Excerpt provided start

On a CPLR 3124 motion to compel discovery, the movant bears the burden of specifying with particularity the documents subject to disclosure, and demonstrating their materiality and necessity based on the foregoing standards (see e.g. Foster, 74 AD3d at 1140). Where a movant makes that prima facie demonstration and the respondent resisted discovery on grounds such as undue burden, privilege or confidentiality, respondent may show that a protective order nevertheless should issue against all or some of such discovery to "prevent unreasonable annoyance, expense, embarrassment, disadvantage, or other prejudice to any person" (CPLR 3103 [a]). The burden of invoking and demonstrating the applicability of any privilege, or any assertion of confidentiality, specifically lies on the party asserting the privilege, and the protection claimed must be narrowly construed to vindicate the liberal disclosure presumption of CPLR article 31 discovery (see e.g. Spectrum Sys. Intern. Corp. v Chemical Bank, 78 NY2d 371 [1991]; Ural v Encompass Inc. Co. of America, 97 AD3d 562 [2d Dept 2012]; 148 Magnolia, LLC v Merrimack Mul. Fire Ins. Co., 62 AD3d 486, 487 [1st Dept 2009]).

Excerpt provided end
Information supplied start

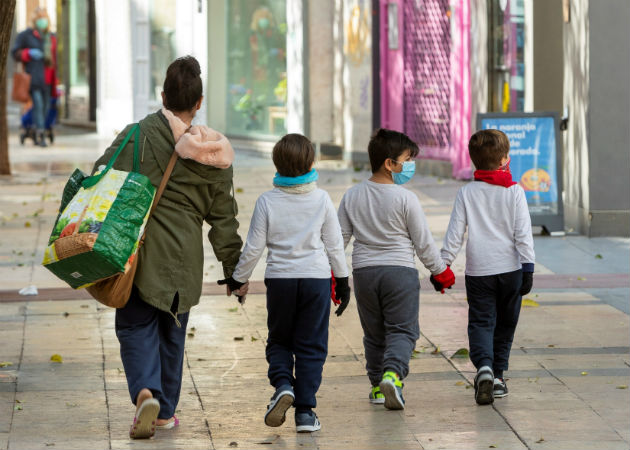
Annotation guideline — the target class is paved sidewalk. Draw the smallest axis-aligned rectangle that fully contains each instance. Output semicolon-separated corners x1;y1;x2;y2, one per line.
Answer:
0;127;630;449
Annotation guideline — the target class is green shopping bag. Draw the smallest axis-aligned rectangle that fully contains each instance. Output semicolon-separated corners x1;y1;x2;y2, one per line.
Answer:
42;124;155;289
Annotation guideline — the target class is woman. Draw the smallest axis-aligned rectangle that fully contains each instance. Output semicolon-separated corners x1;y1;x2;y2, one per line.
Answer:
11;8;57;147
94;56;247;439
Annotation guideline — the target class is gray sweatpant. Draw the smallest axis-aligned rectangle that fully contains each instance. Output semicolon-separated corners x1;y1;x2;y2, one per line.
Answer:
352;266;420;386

Information supplied end

■ **Set exercise A**: Translate this sentence from the passage on motions to compel discovery into Spanish: "On a CPLR 3124 motion to compel discovery, the movant bears the burden of specifying with particularity the documents subject to disclosure, and demonstrating their materiality and necessity based on the foregoing standards (see e.g. Foster, 74 AD3d at 1140)."
■ **Set exercise B**: Resume the passage on motions to compel discovery after its final sentence.
The bounding box data has no role in any of this work.

■ **Written reply A**: En una moción conforme a la CPLR 3124 para obligar a la exhibición de pruebas, a la parte promovente le corresponde la carga de especificar con particularidad los documentos sujetos a divulgación y de demostrar su pertinencia y necesidad con base en los criterios anteriores (véase, p. ej., Foster, 74 AD3d en 1140).

■ **Written reply B**:
As a prefatory matter, this Court rejects defendants' boilerplate assertion that plaintiff's demand is "vague, ambiguous, overbroad, oppressive, unduly burdensome and outside the scope of discovery." As limited by the CPLR 4317(a) stipulation, and as memorialized by plaintiff's papers, the sole issue at this time is a dispute concerning the discovery of statements made by defense agents to GBS, and documents underlying or memorializing the same, concerning plaintiff's alleged accident. There is no vagueness, ambiguity, overbreadth, oppression or undue burden in this request, and defendants do not substantially show otherwise. Accordingly, defendants' motion for a protective order pursuant to CPLR 3103(a) on that basis is denied.

Neither are defendants correct in their suggestion that the potential availability of nonparty discovery - in this instance, seeking discovery from GBS - precludes plaintiff from seeking the instant relief against defendants or absolves defendants of their discovery obligations under CPLR article 31. For that proposition, defendants apparently misread Matter of Kapon v Koch (23 NY3d 32 [Apr. 3, 2014]), which holds quite the opposite - that the potential availability of party discovery does not estop parties from pursuing discovery from nonparties. As such, defendants are wrong that plaintiff's instant motion is an "apparent attempt to circumvent the rules [for] obtaining discovery from a non-party" (Def. Mem of Law [Motion Sequence #2], at 3). Plaintiff's application to compel defendants to provide discovery in their possession, or subject to their control, is properly before the Court at this time, and defendants' procedural objection is without merit.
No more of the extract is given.